**To do:**
a. Using the forum thread, say whether each statement agrees with it: (i) the first poster's worry is mainly distrust of mainstream scientific consensus; (ii) OKIsItJustMe points to Chapter 12 of the Working Group III report; (iii) jfz9580m is most interested in Section 12.4. Answer yes or no for each, and quote the words that decide it.
b. Go on with the forum thread from the point where it stops.
-------- Document text --------
However, the role of the disinterested scientist should not get diluted down to a joke. These are complex topics that very few people have any real expertise in and so the need for trusted disinterested experts is vital.
What alarmed me about that article was the indication that industry would go ahead with some of it without much public debate.
As for reasonable standards re public engagement on such complex matters..that is another nightmare these days.
Looking at how Covid went, public skepticism about science can often be driven by nonsense . Therefore, I am not saying that we need experts who can convince Marjorie Green that space lasers and vaccines are not killing babies..
The truth is I dont understand these issues any better than Marjorie Green does (well okay probably better than Marjorie Green but that is a low bar), but our concerns are over very different matters. Mine is more of a generic concern about deregulation from the private sector not distrust of democratic governance or mainstream scientific consensus.
I posted this elsewhere -a really cool oped by Dr Francis Collins of the NIH that is tangentially relevant to all of this:
https://www.nytimes.com/2024/09/20/opinion/covid-vaccines-truth-life-death.html
Thanks for all the reading material again .
OKIsItJustMe
(20,621 posts)Try the Working Group III report of IPCC AR6. Youre particularly interested in Chapter 12.
https://www.ipcc.ch/report/ar6/wg3/downloads/report/IPCC_AR6_WGIII_Chapter12.pdf
Especially 12.3.3 CDR Governance and Policies
jfz9580m
(15,382 posts)Light read indeed
Section 12.4 is of particular interest to me because our food system is so messed up. We are not following even rudimentary tenets of animal welfare (thanks to horrors like factory farming) as well as ignoring both environmental concerns and concerns related to human health.
RandomNumbers
(18,127 posts)A truism that sadly failed to resonate with too many "progressives" or others in 2016.
** obviously the bigger part of the 2016 problem was the uninformed and/or deplorable who have a weird idea of "progress" or "good" in the first place - but if the number of "progressives" I knew who sat on their hands (or worse) on Election Day; or trash-talked Hillary right up to Election Day then said they "held their nose and voted for her" - if that is at all indicative, they very well may have cost the election, and 4years of horrific backtracking on many fronts including climate change.
-------- Provided records --------
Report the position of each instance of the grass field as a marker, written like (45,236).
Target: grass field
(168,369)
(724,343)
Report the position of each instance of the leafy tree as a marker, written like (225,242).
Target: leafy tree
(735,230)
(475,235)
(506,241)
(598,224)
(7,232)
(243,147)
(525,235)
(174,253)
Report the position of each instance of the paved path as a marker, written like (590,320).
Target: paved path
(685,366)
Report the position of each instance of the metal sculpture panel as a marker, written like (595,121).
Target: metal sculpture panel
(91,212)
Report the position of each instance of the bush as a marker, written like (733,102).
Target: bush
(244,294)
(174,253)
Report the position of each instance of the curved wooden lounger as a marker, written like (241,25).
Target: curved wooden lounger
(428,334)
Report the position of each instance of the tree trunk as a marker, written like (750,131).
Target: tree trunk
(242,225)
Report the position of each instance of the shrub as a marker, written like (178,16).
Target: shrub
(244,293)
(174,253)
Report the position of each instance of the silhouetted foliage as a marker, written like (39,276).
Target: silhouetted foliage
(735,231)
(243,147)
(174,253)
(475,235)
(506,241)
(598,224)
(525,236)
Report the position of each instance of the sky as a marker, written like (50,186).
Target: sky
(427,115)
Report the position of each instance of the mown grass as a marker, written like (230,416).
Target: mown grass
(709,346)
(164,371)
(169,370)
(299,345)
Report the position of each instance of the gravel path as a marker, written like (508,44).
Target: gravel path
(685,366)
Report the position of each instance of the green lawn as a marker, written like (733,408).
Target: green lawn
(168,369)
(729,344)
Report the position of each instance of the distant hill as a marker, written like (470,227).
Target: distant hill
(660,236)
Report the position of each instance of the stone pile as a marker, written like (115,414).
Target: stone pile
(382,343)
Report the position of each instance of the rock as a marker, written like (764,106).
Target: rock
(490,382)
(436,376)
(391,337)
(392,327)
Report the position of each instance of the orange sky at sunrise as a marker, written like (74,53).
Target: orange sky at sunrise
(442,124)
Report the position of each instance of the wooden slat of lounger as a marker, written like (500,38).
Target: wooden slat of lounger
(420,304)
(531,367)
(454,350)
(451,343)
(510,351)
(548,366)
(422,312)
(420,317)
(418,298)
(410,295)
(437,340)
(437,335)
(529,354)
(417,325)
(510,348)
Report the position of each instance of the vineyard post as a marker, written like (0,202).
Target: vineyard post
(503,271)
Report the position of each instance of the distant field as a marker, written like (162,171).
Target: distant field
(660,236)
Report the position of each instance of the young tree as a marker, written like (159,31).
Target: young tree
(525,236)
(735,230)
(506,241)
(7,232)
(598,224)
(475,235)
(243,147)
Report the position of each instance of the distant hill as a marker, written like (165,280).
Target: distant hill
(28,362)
--------
-------- Provided records --------
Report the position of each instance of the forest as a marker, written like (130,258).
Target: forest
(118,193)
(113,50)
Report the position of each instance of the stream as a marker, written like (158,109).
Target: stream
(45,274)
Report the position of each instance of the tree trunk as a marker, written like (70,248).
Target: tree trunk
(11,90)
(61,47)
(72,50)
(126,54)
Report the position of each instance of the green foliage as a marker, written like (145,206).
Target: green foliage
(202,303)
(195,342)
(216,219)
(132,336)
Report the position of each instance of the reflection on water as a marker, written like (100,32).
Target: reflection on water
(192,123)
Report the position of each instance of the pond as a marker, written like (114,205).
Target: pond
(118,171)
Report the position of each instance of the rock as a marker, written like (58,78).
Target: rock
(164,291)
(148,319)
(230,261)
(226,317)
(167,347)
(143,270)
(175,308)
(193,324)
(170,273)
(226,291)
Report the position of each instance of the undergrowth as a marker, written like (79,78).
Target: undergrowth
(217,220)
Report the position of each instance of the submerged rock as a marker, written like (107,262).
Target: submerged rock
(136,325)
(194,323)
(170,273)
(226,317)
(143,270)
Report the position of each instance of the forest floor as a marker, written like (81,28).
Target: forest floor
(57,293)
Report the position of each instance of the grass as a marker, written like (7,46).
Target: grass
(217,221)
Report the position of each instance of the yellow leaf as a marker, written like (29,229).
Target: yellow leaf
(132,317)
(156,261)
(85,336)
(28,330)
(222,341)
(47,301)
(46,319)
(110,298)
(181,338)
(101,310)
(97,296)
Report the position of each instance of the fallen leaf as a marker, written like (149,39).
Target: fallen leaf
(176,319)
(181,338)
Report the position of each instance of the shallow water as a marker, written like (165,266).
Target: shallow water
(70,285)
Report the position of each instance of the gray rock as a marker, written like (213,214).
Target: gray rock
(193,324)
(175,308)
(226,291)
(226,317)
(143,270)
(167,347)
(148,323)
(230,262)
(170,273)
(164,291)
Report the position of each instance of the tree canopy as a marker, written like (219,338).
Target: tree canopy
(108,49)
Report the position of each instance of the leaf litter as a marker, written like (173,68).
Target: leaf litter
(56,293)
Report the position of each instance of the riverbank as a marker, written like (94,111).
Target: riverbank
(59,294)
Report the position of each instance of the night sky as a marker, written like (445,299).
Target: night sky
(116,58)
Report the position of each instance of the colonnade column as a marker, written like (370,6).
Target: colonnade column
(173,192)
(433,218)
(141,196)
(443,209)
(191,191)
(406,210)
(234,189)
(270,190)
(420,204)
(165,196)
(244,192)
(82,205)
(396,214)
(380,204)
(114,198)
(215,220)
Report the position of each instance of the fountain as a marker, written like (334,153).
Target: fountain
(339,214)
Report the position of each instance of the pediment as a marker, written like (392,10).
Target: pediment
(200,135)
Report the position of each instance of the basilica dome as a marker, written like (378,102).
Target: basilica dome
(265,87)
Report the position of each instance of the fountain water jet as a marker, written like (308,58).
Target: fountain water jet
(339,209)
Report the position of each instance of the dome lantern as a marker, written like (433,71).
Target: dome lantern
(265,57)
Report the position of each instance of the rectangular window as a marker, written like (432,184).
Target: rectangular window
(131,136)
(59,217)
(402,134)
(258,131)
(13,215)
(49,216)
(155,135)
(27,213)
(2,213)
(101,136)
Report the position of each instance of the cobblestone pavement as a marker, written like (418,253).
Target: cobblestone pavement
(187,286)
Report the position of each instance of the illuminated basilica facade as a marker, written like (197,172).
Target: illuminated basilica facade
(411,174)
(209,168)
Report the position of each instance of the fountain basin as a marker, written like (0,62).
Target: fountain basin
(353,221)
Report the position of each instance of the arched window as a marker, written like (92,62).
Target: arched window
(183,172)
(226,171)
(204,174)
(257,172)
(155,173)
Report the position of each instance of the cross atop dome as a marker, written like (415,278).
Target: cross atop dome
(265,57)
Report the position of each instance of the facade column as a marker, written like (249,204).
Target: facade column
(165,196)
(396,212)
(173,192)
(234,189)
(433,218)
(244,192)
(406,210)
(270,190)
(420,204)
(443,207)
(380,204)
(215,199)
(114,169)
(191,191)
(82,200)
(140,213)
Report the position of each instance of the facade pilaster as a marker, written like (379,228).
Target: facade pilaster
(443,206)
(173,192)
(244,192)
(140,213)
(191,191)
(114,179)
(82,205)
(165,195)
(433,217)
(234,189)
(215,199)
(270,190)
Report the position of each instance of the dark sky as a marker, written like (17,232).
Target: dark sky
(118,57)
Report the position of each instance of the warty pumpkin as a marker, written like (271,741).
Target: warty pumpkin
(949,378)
--------
-------- Provided records --------
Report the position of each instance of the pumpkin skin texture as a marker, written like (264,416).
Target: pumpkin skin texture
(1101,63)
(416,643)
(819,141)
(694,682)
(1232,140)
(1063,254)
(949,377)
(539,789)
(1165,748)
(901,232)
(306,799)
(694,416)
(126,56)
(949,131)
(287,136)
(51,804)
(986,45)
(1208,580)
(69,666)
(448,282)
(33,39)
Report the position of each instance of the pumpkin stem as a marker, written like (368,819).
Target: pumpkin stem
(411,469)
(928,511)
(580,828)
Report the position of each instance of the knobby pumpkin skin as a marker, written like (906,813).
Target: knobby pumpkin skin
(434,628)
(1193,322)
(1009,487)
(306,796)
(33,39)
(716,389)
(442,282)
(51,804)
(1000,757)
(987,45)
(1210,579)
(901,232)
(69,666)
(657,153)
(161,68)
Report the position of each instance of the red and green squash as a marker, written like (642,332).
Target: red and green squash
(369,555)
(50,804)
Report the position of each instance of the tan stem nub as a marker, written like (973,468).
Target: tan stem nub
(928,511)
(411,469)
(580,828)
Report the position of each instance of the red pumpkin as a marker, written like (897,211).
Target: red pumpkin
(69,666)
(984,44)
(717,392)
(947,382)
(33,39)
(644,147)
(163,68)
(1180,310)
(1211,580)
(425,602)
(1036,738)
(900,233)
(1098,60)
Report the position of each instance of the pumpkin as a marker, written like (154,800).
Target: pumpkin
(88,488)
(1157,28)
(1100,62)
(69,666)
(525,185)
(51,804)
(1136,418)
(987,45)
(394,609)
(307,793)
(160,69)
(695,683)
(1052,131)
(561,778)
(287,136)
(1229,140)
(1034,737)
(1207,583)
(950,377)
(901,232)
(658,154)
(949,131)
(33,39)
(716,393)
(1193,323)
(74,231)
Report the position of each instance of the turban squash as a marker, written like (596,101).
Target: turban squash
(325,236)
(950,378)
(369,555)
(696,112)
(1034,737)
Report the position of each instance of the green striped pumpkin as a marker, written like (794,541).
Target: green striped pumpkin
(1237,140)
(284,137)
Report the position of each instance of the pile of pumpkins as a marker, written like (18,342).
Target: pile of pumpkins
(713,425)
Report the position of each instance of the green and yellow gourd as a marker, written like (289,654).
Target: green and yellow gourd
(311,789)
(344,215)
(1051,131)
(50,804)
--------
**Responses by task:**
a.
(i) No: "Mine is more of a generic concern about deregulation from the private sector not distrust of democratic governance or mainstream scientific consensus."
(ii) Yes: "Youre particularly interested in Chapter 12."
(iii) Yes: "Section 12.4 is of particular interest to me because our food system is so messed up."

b.
It is probably too late to avert a certain (terrible) amount of damage. But we can at least slow it down, and reduce the suffering that will result.
OKIsItJustMe
(20,621 posts)I was (guardedly) optimistic in 2008, when Hansen et al summarized things like this:
https://pubs.giss.nasa.gov/docs/2008/2008_Hansen_ha00410c.pdf
The most difficult task, phase-out over the next 20-25 years of coal use that does not capture CO₂, is Herculean, yet feasible when compared with the efforts that went into World War II. The stakes, for all life on the planet, surpass those of any previous crisis. The greatest danger is continued ignorance and denial, which could make tragic consequences unavoidable.
Sadly, since then, carbon dioxide levels have increased relentlessly.
hatrack
(60,827 posts).
OKIsItJustMe
(20,621 posts)Hooray for us! We know no boundaries!
I have always respected your tireless devotion to the environmental cause hatrack .
You have been sounding the alarm here for over 20 years now. I appreciate that commitment to this most important, but bizarrely overlooked issues.
When the environment goes to hell, wars increase (resource scarcity), societal health degrades, civil rights take a hit and yet that simple connection is never made.
I think it is the effort it takes to be a serious environmentalist that seems to turn people off. It is so easy to post feel good hashtags and then carry on with shopping and celebrity gossip etc.